[[ Exercise material, beginning ]]

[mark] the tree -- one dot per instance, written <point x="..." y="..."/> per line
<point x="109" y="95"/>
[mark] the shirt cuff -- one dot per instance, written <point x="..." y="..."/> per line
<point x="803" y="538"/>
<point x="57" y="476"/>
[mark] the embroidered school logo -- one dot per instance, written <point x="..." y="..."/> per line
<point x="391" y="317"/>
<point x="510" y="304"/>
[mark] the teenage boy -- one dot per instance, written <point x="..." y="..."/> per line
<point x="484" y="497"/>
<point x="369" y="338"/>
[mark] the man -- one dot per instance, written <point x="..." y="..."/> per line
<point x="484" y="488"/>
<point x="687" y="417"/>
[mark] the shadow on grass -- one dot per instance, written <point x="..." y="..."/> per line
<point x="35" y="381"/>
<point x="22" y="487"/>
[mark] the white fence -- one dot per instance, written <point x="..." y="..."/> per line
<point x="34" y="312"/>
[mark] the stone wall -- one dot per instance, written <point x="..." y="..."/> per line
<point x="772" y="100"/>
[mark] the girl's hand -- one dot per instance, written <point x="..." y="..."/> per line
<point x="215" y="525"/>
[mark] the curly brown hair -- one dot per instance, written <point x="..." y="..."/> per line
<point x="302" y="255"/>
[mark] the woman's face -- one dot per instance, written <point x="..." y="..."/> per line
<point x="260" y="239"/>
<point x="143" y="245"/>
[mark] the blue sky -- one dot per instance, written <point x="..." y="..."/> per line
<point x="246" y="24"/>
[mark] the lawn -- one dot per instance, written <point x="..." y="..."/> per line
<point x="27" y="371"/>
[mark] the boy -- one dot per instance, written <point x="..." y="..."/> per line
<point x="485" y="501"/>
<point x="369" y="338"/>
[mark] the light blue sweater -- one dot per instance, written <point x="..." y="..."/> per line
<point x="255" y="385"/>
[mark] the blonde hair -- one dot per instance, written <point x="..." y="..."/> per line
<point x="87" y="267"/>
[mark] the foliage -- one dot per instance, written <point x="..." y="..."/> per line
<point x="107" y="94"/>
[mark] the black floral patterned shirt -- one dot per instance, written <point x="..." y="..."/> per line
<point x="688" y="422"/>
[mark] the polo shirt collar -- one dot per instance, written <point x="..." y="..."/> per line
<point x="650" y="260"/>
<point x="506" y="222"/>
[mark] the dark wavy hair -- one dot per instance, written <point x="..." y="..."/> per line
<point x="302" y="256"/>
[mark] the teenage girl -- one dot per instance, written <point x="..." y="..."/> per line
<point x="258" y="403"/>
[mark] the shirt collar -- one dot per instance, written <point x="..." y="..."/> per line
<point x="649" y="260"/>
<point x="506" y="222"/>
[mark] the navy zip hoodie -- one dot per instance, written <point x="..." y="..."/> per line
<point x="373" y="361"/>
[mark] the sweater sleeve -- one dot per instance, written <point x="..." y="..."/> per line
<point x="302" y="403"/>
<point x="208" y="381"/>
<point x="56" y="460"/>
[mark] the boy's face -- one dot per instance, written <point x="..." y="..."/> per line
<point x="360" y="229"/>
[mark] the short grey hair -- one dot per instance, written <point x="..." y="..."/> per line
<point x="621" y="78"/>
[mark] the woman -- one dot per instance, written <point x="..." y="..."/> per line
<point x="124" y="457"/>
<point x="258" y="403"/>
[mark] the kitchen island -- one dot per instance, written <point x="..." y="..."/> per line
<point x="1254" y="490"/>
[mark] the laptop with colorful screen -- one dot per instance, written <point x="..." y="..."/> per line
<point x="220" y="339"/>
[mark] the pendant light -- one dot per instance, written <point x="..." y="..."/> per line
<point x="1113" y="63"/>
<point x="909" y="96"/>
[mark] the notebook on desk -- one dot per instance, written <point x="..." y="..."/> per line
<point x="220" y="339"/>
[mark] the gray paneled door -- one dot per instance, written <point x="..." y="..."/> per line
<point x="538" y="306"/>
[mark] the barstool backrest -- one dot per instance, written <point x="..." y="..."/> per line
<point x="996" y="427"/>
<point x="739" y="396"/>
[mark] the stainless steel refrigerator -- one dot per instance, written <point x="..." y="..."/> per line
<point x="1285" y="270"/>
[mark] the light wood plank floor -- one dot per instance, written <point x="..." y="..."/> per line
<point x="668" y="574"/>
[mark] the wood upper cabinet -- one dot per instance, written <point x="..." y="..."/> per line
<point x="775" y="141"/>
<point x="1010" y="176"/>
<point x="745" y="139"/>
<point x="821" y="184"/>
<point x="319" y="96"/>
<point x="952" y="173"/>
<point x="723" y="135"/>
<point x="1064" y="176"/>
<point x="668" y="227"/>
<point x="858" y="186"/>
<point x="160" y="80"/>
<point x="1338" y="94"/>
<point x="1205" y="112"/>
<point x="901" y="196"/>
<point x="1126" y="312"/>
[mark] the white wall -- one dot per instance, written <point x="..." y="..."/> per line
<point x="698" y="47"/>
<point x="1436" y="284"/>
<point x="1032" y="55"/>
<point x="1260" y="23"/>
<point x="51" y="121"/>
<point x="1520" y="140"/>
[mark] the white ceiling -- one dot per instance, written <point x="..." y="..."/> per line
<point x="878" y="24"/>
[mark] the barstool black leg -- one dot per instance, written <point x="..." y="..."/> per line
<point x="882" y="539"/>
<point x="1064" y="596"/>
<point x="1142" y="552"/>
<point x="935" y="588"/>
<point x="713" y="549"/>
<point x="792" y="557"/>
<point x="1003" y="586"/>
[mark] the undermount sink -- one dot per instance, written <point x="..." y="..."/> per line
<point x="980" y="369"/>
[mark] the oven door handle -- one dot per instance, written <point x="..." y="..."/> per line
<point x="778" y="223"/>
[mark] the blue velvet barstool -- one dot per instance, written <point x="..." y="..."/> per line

[[ Exercise material, end ]]

* Exercise requirements *
Repeat the data exactly, with every line included.

* Completed exercise *
[mark] the tree -- one dot per instance, written <point x="..." y="..."/> per line
<point x="109" y="95"/>
[mark] the shirt cuff -- one dot per instance, written <point x="..." y="..."/> per line
<point x="803" y="538"/>
<point x="57" y="476"/>
[mark] the embroidered school logo -- one dot per instance, written <point x="..." y="..."/> per line
<point x="391" y="317"/>
<point x="510" y="304"/>
[mark] the teenage boy -- one dot per instance, written <point x="..." y="..."/> per line
<point x="484" y="497"/>
<point x="369" y="338"/>
[mark] the man -- one dot per instance, written <point x="..." y="..."/> per line
<point x="484" y="488"/>
<point x="687" y="417"/>
[mark] the shadow on grass -- one dot per instance, written <point x="..." y="..."/> per line
<point x="35" y="381"/>
<point x="22" y="487"/>
[mark] the white fence -- one dot per instance, written <point x="..." y="..."/> per line
<point x="34" y="312"/>
[mark] the stone wall -- one dot per instance, written <point x="..." y="..."/> per line
<point x="772" y="100"/>
[mark] the girl's hand -- one dot per instance, written <point x="..." y="..."/> per line
<point x="215" y="525"/>
[mark] the curly brown hair -- one dot per instance, written <point x="..." y="..."/> per line
<point x="302" y="255"/>
[mark] the woman's face -- one dot per instance, written <point x="..." y="..."/> per line
<point x="260" y="239"/>
<point x="143" y="245"/>
[mark] the blue sky -- one dot per instance, written <point x="..." y="..."/> per line
<point x="246" y="24"/>
[mark] the lawn -- one dot per instance, written <point x="..." y="..."/> per line
<point x="27" y="371"/>
[mark] the boy -- one dot per instance, written <point x="..." y="..."/> per line
<point x="485" y="501"/>
<point x="369" y="338"/>
[mark] the light blue sweater -- one dot per instance, written <point x="..." y="..."/> per line
<point x="255" y="385"/>
[mark] the blonde hair -- one dot per instance, written <point x="..." y="..."/> per line
<point x="87" y="267"/>
[mark] the foliage -- one dot per instance, written <point x="..." y="..."/> per line
<point x="107" y="94"/>
[mark] the black floral patterned shirt -- one dot per instance, written <point x="..." y="..."/> per line
<point x="688" y="422"/>
[mark] the polo shirt collar -- one dot per instance, written <point x="..." y="..."/> per line
<point x="650" y="260"/>
<point x="506" y="222"/>
[mark] the dark wavy hair -- one dot per instance, written <point x="..." y="..."/> per line
<point x="302" y="256"/>
[mark] the teenage girl -- one dot per instance, written <point x="..." y="..."/> per line
<point x="258" y="403"/>
[mark] the shirt collar -- one dot per instance, written <point x="..." y="..."/> per line
<point x="649" y="260"/>
<point x="506" y="222"/>
[mark] the navy zip hoodie -- one dot per instance, written <point x="..." y="..."/> per line
<point x="373" y="361"/>
[mark] the sweater sleeve -- one dot per instance, written <point x="..." y="..."/> per line
<point x="302" y="403"/>
<point x="208" y="381"/>
<point x="56" y="460"/>
[mark] the boy's face -- one dot per instance, written <point x="..." y="..."/> per line
<point x="360" y="229"/>
[mark] the short grey hair -- one dot per instance, written <point x="..." y="..."/> per line
<point x="621" y="78"/>
[mark] the woman -- one dot per instance, written <point x="..." y="..."/> per line
<point x="124" y="457"/>
<point x="258" y="403"/>
[mark] the kitchen island -- one dot per instance, written <point x="..." y="..."/> per line
<point x="1254" y="490"/>
[mark] the laptop with colorful screen -- one dot per instance, written <point x="..." y="..."/> per line
<point x="220" y="339"/>
[mark] the pendant light -- one dot per instance, written <point x="..." y="..."/> per line
<point x="1113" y="63"/>
<point x="909" y="96"/>
[mark] the notebook on desk -- one dot per instance, written <point x="..." y="..."/> per line
<point x="220" y="339"/>
[mark] the gray paneled door -- one dot per instance, written <point x="..." y="..."/> per line
<point x="538" y="306"/>
[mark] the barstool backrest -- one dot per instance, written <point x="..." y="..."/> per line
<point x="996" y="427"/>
<point x="739" y="396"/>
[mark] the stainless steel refrigerator -- one dot per instance, written <point x="..." y="..."/> per line
<point x="1285" y="270"/>
[mark] the light wood plank floor -- one dot per instance, written <point x="..." y="..."/> per line
<point x="668" y="574"/>
[mark] the wood upper cabinet -- one dot per instance, written <point x="..." y="..."/> per line
<point x="775" y="141"/>
<point x="1010" y="176"/>
<point x="745" y="139"/>
<point x="821" y="184"/>
<point x="319" y="96"/>
<point x="952" y="173"/>
<point x="723" y="135"/>
<point x="1064" y="176"/>
<point x="668" y="227"/>
<point x="858" y="186"/>
<point x="160" y="80"/>
<point x="1338" y="94"/>
<point x="1205" y="112"/>
<point x="901" y="196"/>
<point x="1126" y="312"/>
[mark] the white wall -- one dot per instance, written <point x="..." y="..."/> per line
<point x="698" y="47"/>
<point x="1436" y="284"/>
<point x="1032" y="55"/>
<point x="1260" y="23"/>
<point x="51" y="121"/>
<point x="1520" y="140"/>
[mark] the white ceiling -- one dot per instance, written <point x="..." y="..."/> per line
<point x="878" y="24"/>
[mark] the barstool black leg -- one dot per instance, written <point x="..." y="..."/> per line
<point x="882" y="539"/>
<point x="1064" y="596"/>
<point x="1142" y="552"/>
<point x="935" y="588"/>
<point x="713" y="549"/>
<point x="792" y="557"/>
<point x="1003" y="586"/>
[mark] the undermount sink -- one dot per instance, written <point x="..." y="..."/> per line
<point x="980" y="369"/>
[mark] the oven door handle -- one dot per instance, written <point x="..." y="..."/> per line
<point x="778" y="223"/>
[mark] the blue velvet barstool -- one dot per instance, written <point x="..." y="..."/> per line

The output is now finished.